● **To do**:
(1) Reproduce the stretch of the Ghostty article from "Ghostty's maintainer moved" through "change. Pricing changes.", word for word.
(2) Write the next part of the Ghostty article, picking up right after its final sentence.

Ghostty left GitHub. Your AI might be next.

This week, Ghostty — the fast terminal emulator — left GitHub. The HN thread hit 3,000+ points and 900+ comments. That's not just a GitHub story. It's a platform dependency story.

The thread title says it all: "GitHub is no longer a place for serious work."

Ghostty's maintainer moved because they didn't trust that GitHub would keep the rules the same. And they were right not to trust blindly. Platforms change. Terms change. Pricing changes.


The Pattern Is Always the Same

  1. Platform offers free or cheap access to build your workflow around
  2. You build the workflow. Deeply.
  3. Platform achieves lock-in
  4. Platform changes terms

We've seen this with:

  • GitHub (now owned by Microsoft, adding AI features to your repos)
  • Twitter → X (API pricing went from free to $100/month overnight)
  • Heroku (killed the free tier with 30 days notice)
  • npm (rate limits, registry disruptions)

And now, the same pattern is playing out with AI.

● **Supplied material**:
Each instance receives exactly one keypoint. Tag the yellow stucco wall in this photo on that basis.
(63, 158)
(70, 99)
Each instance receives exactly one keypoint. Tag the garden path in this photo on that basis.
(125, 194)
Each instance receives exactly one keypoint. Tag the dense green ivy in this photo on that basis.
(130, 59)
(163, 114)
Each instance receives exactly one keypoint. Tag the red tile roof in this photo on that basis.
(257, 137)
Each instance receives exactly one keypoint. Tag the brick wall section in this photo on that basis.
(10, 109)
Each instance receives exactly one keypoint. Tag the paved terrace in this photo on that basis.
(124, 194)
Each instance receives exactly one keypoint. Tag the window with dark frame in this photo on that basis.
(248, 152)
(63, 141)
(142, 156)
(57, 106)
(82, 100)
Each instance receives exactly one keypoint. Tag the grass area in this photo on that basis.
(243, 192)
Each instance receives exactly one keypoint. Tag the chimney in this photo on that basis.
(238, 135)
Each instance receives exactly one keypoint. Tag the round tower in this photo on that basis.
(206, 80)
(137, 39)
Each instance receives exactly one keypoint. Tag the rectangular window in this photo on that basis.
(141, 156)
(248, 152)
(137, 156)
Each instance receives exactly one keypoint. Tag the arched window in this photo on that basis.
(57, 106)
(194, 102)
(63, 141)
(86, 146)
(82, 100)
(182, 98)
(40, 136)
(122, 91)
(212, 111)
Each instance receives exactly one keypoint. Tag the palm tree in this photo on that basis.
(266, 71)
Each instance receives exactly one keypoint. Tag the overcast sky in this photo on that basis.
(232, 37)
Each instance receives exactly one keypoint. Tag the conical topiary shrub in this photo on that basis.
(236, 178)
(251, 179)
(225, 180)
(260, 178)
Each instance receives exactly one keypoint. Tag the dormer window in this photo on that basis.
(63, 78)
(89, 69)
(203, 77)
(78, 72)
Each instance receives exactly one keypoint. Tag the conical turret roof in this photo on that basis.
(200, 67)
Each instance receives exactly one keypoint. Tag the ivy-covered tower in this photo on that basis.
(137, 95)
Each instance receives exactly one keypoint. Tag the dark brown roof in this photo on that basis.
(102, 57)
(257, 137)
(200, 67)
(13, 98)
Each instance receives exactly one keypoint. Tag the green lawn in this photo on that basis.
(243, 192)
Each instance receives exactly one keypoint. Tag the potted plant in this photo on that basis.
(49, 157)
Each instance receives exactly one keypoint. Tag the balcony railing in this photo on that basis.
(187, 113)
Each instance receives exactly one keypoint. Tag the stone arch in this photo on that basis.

● **Answers for this exercise**:
(1)
Ghostty's maintainer moved because they didn't trust that GitHub would keep the rules the same. And they were right not to trust blindly. Platforms change. Terms change. Pricing changes.

(2)
Your AI Access Has the Same Problem

If your team's workflow depends on ChatGPT or Claude.ai:

  • OpenAI just added ads. Sponsored recommendations in ChatGPT. Your AI is now serving advertiser interests alongside yours.
  • OpenAI just joined Amazon Bedrock. Great for enterprises with AWS budgets. Worse for individual developers who now face another layer of IAM, VPCs, and AWS pricing complexity.
  • Claude.ai went down last week. For hours. Anyone whose workflow depended on claude.ai was blocked.

The platform owns your workflow. When the platform hiccups, you're stopped.


What Ghostty Did About It

Ghostty self-hosts its code and community. They don't need GitHub to exist. GitHub can change its terms tomorrow — Ghostty keeps working.

This is the right instinct. Own the layer you depend on.


What Developers Are Doing About AI Platform Risk

The equivalent move for AI is to build against the raw API — not the consumer product.

Here's the difference:

# Platform-dependent (consumer product)
# You log into claude.ai and type
# If it's down, you're down
# If they change the interface, your workflow breaks
# If they add ads, you see ads

# API-dependent (you own the integration)
import anthropic

client = anthropic.Anthropic(api_key="your-key")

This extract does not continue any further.